Source data:
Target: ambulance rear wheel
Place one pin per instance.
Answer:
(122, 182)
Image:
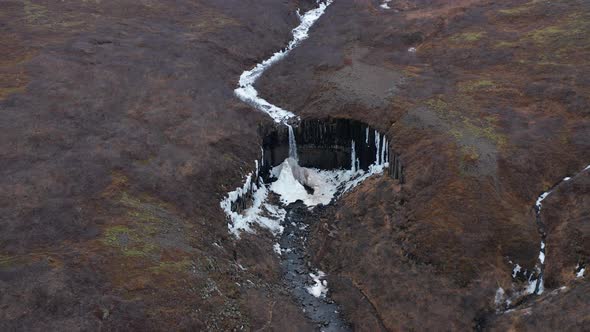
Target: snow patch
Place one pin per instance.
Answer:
(260, 213)
(320, 286)
(246, 91)
(499, 298)
(277, 248)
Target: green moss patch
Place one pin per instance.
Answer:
(467, 37)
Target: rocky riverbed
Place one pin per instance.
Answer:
(121, 132)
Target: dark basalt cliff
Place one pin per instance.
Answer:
(327, 144)
(120, 134)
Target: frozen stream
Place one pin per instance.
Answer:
(299, 189)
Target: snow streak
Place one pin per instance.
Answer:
(246, 91)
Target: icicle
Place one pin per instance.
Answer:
(292, 143)
(377, 146)
(383, 150)
(353, 157)
(256, 162)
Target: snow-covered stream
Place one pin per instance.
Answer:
(297, 187)
(535, 278)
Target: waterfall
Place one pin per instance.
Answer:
(292, 143)
(377, 147)
(383, 150)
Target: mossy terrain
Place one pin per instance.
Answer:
(467, 37)
(462, 123)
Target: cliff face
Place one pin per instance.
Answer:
(120, 133)
(328, 144)
(487, 103)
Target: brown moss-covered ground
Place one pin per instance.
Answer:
(119, 134)
(488, 110)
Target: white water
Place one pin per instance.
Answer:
(261, 213)
(536, 286)
(292, 144)
(246, 91)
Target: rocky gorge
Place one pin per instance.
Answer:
(393, 165)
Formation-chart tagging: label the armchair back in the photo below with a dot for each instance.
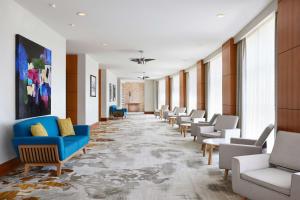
(226, 122)
(286, 150)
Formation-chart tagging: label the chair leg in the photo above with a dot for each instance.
(26, 169)
(58, 169)
(226, 174)
(204, 149)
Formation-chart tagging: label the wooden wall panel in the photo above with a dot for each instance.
(288, 28)
(229, 77)
(288, 82)
(71, 87)
(168, 91)
(182, 89)
(201, 84)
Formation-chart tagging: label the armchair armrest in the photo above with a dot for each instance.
(185, 118)
(228, 151)
(34, 140)
(206, 129)
(242, 141)
(250, 162)
(295, 192)
(229, 133)
(83, 130)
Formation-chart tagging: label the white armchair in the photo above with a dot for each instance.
(225, 127)
(195, 126)
(195, 115)
(274, 176)
(242, 147)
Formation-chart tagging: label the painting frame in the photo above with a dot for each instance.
(33, 72)
(93, 86)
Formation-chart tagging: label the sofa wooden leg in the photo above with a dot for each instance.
(26, 169)
(226, 174)
(204, 149)
(58, 169)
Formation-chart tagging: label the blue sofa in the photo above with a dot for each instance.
(115, 112)
(66, 146)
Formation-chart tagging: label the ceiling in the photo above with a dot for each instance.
(177, 33)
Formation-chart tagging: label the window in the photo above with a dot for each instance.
(191, 89)
(214, 90)
(175, 91)
(161, 93)
(258, 108)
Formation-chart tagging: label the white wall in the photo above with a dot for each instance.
(107, 77)
(149, 95)
(87, 106)
(16, 20)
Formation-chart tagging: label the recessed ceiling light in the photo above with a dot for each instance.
(52, 5)
(220, 15)
(82, 14)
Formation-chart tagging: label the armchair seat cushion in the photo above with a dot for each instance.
(73, 143)
(275, 179)
(211, 135)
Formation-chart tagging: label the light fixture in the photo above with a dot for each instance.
(81, 14)
(52, 5)
(220, 15)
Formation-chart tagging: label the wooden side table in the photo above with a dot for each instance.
(212, 143)
(172, 120)
(184, 128)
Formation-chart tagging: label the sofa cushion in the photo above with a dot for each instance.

How to complete this task: Your answer should be the lines of the records that include the word "covered".

Task output:
Target: snow-covered stream
Target: brown moss-covered ground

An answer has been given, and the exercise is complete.